***** Passage à lire

Les problèmes neuropsychiatriques constitueraient selon la même enquête 18% de la charge globale de morbidité en Afrique de l’ouest.
Abus des substances psychoactives
L’usage nocif de l’alcool et des drogues illicites en Afrique est la cause plus commune de troubles psychiatriques selon les Nations Unies. Cependant, 9,7% seulement des patients en psychiatrie souffrent de psychoses liées aux drogues et à l’alcoolisme.
Ce choix de répartition dans les hôpitaux psychiatriques relève du manque de structures pour les pathologies à traitement « continu » telles que les addictions, dans la plupart des pays africains aucun encadrement psychiatrique n’est dédié à la toxicomanie, les atteints se retrouvant systématiquement en prison. Le manque des opioïdes utilisés pour le traitement des addictions aigües, comme la méthadone, est un autre facteur.
Problèmes psychiatriques chez les enfants et les adolescents
Si on pense que l’infrastructure est insuffisante pour les adultes, elle est inexistante pour les enfants. Selon l’OMS, entre 17% et 28% des enfants et des adolescents atteints de morbidité psychiatrique ne sont même pas diagnostiqués !
Cela est dû généralement au contexte de l’apparition de la pathologie, les enfants et les ados atteints de bipolarité, de schizophrénie ou de dépressions sont aussi propices à souffrir de famine ou de pauvreté et se trouvent dans les régions où les soins psychiatriques sont difficiles d’accès. La plupart vivent mal les désordres sociaux (guerres civiles, catastrophes naturelles).
Démence des personnes âgées
Il s’agit là d’un groupe à haut risque de maladies mentales. En plus des éventuels soucis de santé liés à l’âge, ils sont souvent souffrants de dépression ou de démence (pour 28% des hommes âgés de plus que 70 ans et 11% des femmes). Les personnes âgées constituent de 13 à 20% des taux d’admission dans les hôpitaux psychiatriques.

**********

#### Problèmes à résoudre:
1. D'après le texte sur la santé mentale en Afrique, quelle part des admissions dans les hôpitaux psychiatriques les personnes âgées représentent-elles ?
2. Relevez tous les intertitres du texte sur la santé mentale en Afrique.
3. Poursuivez le texte sur la santé mentale en Afrique à partir de sa dernière phrase.
Les items n'ont aucun rapport avec le texte sur la santé mentale en Afrique.

***** Données fournies

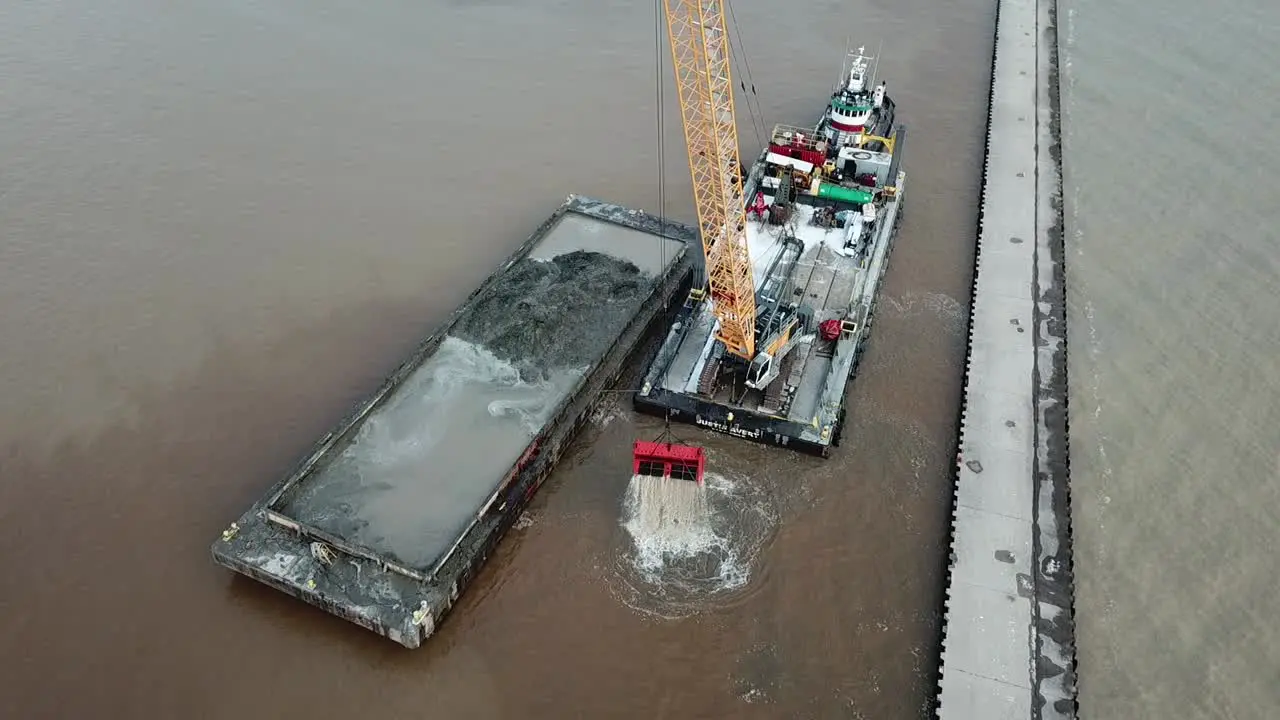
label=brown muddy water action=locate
[0,0,995,719]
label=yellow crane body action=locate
[663,0,755,361]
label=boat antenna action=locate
[836,35,852,92]
[869,37,884,87]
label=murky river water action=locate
[0,0,988,719]
[1060,0,1280,720]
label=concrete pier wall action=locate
[937,0,1075,720]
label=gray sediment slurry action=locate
[212,197,696,647]
[937,0,1075,720]
[278,240,673,571]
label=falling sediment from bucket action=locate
[616,473,777,618]
[623,475,718,570]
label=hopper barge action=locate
[212,197,696,648]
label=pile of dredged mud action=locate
[451,250,654,378]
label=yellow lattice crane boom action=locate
[663,0,755,361]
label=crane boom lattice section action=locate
[663,0,755,361]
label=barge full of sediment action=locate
[220,196,696,648]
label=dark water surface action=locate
[1060,0,1280,720]
[0,0,995,719]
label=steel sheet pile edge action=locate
[937,0,1076,720]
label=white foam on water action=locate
[616,473,777,618]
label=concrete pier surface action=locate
[937,0,1075,720]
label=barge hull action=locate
[632,119,906,457]
[211,196,696,648]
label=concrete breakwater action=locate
[937,0,1075,720]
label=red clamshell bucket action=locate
[631,439,707,484]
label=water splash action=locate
[614,473,778,619]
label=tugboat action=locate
[820,47,893,147]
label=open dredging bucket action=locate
[631,439,707,484]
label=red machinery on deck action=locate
[631,439,707,484]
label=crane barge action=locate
[634,0,906,456]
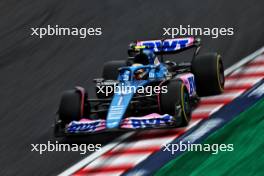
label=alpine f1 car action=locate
[55,37,225,136]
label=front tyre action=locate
[58,89,84,124]
[160,80,191,127]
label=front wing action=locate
[65,113,175,134]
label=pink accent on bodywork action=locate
[75,86,85,117]
[176,73,195,96]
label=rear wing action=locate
[128,37,201,56]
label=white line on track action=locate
[59,47,264,176]
[59,131,135,176]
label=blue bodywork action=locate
[106,58,168,129]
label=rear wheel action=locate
[191,53,225,96]
[160,80,191,127]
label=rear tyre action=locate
[102,60,127,80]
[160,80,191,127]
[191,53,225,96]
[58,90,83,124]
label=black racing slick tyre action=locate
[58,90,82,124]
[160,80,191,127]
[191,53,225,97]
[102,60,127,80]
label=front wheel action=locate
[160,80,191,127]
[58,89,84,124]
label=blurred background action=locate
[0,0,264,175]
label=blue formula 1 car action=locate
[55,37,225,136]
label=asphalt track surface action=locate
[0,0,264,175]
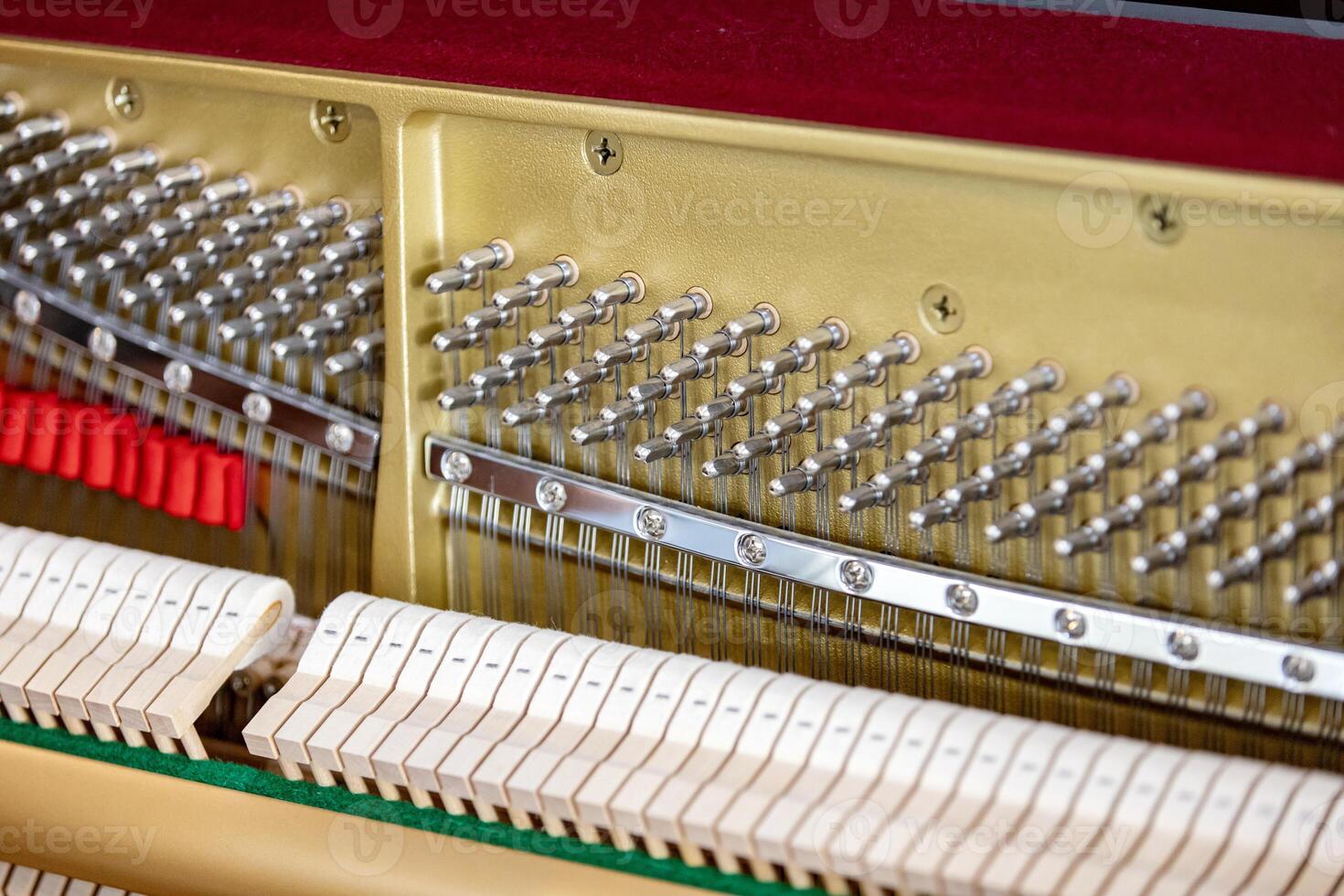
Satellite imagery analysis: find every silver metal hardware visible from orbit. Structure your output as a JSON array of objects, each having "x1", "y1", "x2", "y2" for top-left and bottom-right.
[
  {"x1": 89, "y1": 326, "x2": 117, "y2": 364},
  {"x1": 635, "y1": 507, "x2": 668, "y2": 541},
  {"x1": 537, "y1": 480, "x2": 570, "y2": 513},
  {"x1": 738, "y1": 533, "x2": 766, "y2": 566},
  {"x1": 947, "y1": 581, "x2": 980, "y2": 616},
  {"x1": 425, "y1": 435, "x2": 1344, "y2": 699},
  {"x1": 1055, "y1": 607, "x2": 1087, "y2": 638},
  {"x1": 840, "y1": 558, "x2": 872, "y2": 593},
  {"x1": 164, "y1": 360, "x2": 192, "y2": 395},
  {"x1": 326, "y1": 423, "x2": 355, "y2": 454},
  {"x1": 243, "y1": 392, "x2": 272, "y2": 423},
  {"x1": 0, "y1": 263, "x2": 379, "y2": 469},
  {"x1": 1167, "y1": 630, "x2": 1199, "y2": 662}
]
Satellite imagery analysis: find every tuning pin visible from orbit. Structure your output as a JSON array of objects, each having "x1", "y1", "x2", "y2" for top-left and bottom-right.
[
  {"x1": 658, "y1": 355, "x2": 718, "y2": 386},
  {"x1": 0, "y1": 114, "x2": 69, "y2": 160},
  {"x1": 691, "y1": 305, "x2": 780, "y2": 363},
  {"x1": 724, "y1": 371, "x2": 784, "y2": 400},
  {"x1": 425, "y1": 267, "x2": 480, "y2": 295},
  {"x1": 552, "y1": 301, "x2": 612, "y2": 332},
  {"x1": 534, "y1": 383, "x2": 586, "y2": 411},
  {"x1": 700, "y1": 454, "x2": 750, "y2": 480},
  {"x1": 635, "y1": 435, "x2": 676, "y2": 464},
  {"x1": 598, "y1": 398, "x2": 655, "y2": 423},
  {"x1": 323, "y1": 330, "x2": 386, "y2": 376},
  {"x1": 625, "y1": 376, "x2": 678, "y2": 401},
  {"x1": 570, "y1": 421, "x2": 617, "y2": 447},
  {"x1": 0, "y1": 92, "x2": 23, "y2": 128},
  {"x1": 246, "y1": 187, "x2": 304, "y2": 229},
  {"x1": 318, "y1": 270, "x2": 383, "y2": 318},
  {"x1": 438, "y1": 386, "x2": 493, "y2": 411},
  {"x1": 457, "y1": 240, "x2": 514, "y2": 274},
  {"x1": 1207, "y1": 493, "x2": 1341, "y2": 591},
  {"x1": 1284, "y1": 558, "x2": 1340, "y2": 607},
  {"x1": 466, "y1": 364, "x2": 520, "y2": 389},
  {"x1": 430, "y1": 326, "x2": 484, "y2": 353},
  {"x1": 1130, "y1": 432, "x2": 1344, "y2": 575},
  {"x1": 500, "y1": 399, "x2": 546, "y2": 426},
  {"x1": 587, "y1": 277, "x2": 644, "y2": 309},
  {"x1": 495, "y1": 346, "x2": 549, "y2": 371},
  {"x1": 731, "y1": 435, "x2": 784, "y2": 461},
  {"x1": 523, "y1": 258, "x2": 580, "y2": 292},
  {"x1": 623, "y1": 293, "x2": 712, "y2": 347},
  {"x1": 758, "y1": 323, "x2": 847, "y2": 378},
  {"x1": 1055, "y1": 403, "x2": 1286, "y2": 556},
  {"x1": 491, "y1": 283, "x2": 546, "y2": 312}
]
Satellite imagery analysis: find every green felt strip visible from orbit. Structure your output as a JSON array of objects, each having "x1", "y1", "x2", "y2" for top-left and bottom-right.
[{"x1": 0, "y1": 718, "x2": 821, "y2": 896}]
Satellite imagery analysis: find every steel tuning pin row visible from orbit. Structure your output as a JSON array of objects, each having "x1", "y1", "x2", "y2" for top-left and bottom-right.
[
  {"x1": 504, "y1": 291, "x2": 712, "y2": 443},
  {"x1": 811, "y1": 348, "x2": 993, "y2": 512},
  {"x1": 570, "y1": 298, "x2": 752, "y2": 446},
  {"x1": 703, "y1": 335, "x2": 919, "y2": 477},
  {"x1": 635, "y1": 321, "x2": 848, "y2": 467},
  {"x1": 1130, "y1": 423, "x2": 1344, "y2": 575},
  {"x1": 1207, "y1": 487, "x2": 1344, "y2": 603},
  {"x1": 1055, "y1": 401, "x2": 1287, "y2": 558},
  {"x1": 986, "y1": 389, "x2": 1213, "y2": 544},
  {"x1": 425, "y1": 240, "x2": 514, "y2": 359},
  {"x1": 909, "y1": 376, "x2": 1138, "y2": 529},
  {"x1": 840, "y1": 363, "x2": 1063, "y2": 512}
]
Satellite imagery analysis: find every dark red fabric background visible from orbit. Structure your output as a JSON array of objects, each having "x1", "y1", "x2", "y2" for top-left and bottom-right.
[{"x1": 0, "y1": 0, "x2": 1344, "y2": 181}]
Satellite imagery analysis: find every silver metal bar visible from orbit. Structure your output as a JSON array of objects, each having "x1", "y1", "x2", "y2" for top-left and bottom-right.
[
  {"x1": 425, "y1": 435, "x2": 1344, "y2": 699},
  {"x1": 0, "y1": 263, "x2": 379, "y2": 470}
]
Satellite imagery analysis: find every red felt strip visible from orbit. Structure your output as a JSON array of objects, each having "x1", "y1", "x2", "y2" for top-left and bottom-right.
[
  {"x1": 0, "y1": 384, "x2": 247, "y2": 529},
  {"x1": 0, "y1": 0, "x2": 1344, "y2": 180}
]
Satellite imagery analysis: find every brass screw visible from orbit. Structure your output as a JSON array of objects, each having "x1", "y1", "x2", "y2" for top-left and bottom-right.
[
  {"x1": 1138, "y1": 194, "x2": 1186, "y2": 244},
  {"x1": 919, "y1": 283, "x2": 966, "y2": 336},
  {"x1": 108, "y1": 78, "x2": 145, "y2": 121},
  {"x1": 583, "y1": 131, "x2": 625, "y2": 176},
  {"x1": 311, "y1": 100, "x2": 349, "y2": 144}
]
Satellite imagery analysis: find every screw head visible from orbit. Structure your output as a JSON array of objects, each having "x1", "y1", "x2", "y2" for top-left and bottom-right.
[
  {"x1": 537, "y1": 480, "x2": 570, "y2": 513},
  {"x1": 326, "y1": 423, "x2": 355, "y2": 454},
  {"x1": 583, "y1": 131, "x2": 625, "y2": 176},
  {"x1": 1284, "y1": 653, "x2": 1316, "y2": 684},
  {"x1": 438, "y1": 452, "x2": 472, "y2": 482},
  {"x1": 840, "y1": 558, "x2": 872, "y2": 593},
  {"x1": 243, "y1": 392, "x2": 272, "y2": 423},
  {"x1": 738, "y1": 535, "x2": 764, "y2": 567},
  {"x1": 1167, "y1": 630, "x2": 1199, "y2": 662},
  {"x1": 1055, "y1": 607, "x2": 1087, "y2": 638},
  {"x1": 108, "y1": 78, "x2": 145, "y2": 121},
  {"x1": 89, "y1": 326, "x2": 117, "y2": 364},
  {"x1": 919, "y1": 283, "x2": 966, "y2": 336},
  {"x1": 14, "y1": 290, "x2": 42, "y2": 326},
  {"x1": 947, "y1": 581, "x2": 980, "y2": 616},
  {"x1": 164, "y1": 361, "x2": 191, "y2": 395},
  {"x1": 635, "y1": 507, "x2": 668, "y2": 541},
  {"x1": 1138, "y1": 194, "x2": 1186, "y2": 244},
  {"x1": 309, "y1": 100, "x2": 351, "y2": 144}
]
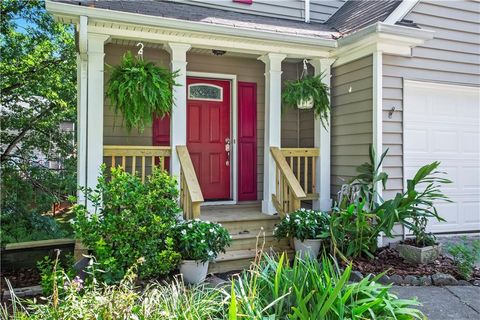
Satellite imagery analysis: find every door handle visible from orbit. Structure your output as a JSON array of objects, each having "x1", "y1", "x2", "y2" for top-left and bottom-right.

**********

#### Résultats ordonnés:
1. De 13 à 20 % des admissions.

2.
Abus des substances psychoactives
Problèmes psychiatriques chez les enfants et les adolescents
Démence des personnes âgées

3.
A mesure que la proportion des personnes âgées augmente, les cas d’Alzheimer et des maladies cérébrovasculaires aussi. Quand bien même l’Afrique souffre moins que les autres continents de ces maladies. L’absence d’infrastructure, ou plutôt de la volonté politique d’investir dedans, est un mauvais augure pour les prochaines générations.
Ça empire avec la COVID-19…
Selon Dr Matshidiso Moeti, directrice régionale de l’OMS pour l’Afrique : « L’isolement, la perte de revenus, le décès d’êtres chers et un déluge d’informations sur les dangers de ce nouveau virus peuvent accroître le niveau de stress et déclencher des problèmes de santé mentale ou exacerber ceux qui existent déjà. »
En Afrique, on a eu tendance à négliger les dépressions causées par le contexte de la pandémie coronavirus. Déjà depuis 2011, selon l’OMS, 97% des personnes nécessitant des soins psychiatriques n’en recevaient pas pour les raisons énumérées plus haut. La situation n’a fait qu’empirer, et certains pays qui s’étaient engagés à investir dans la garantie des soins psychiatriques à leurs citoyens avant la pandémie rechignent maintenant à le faire.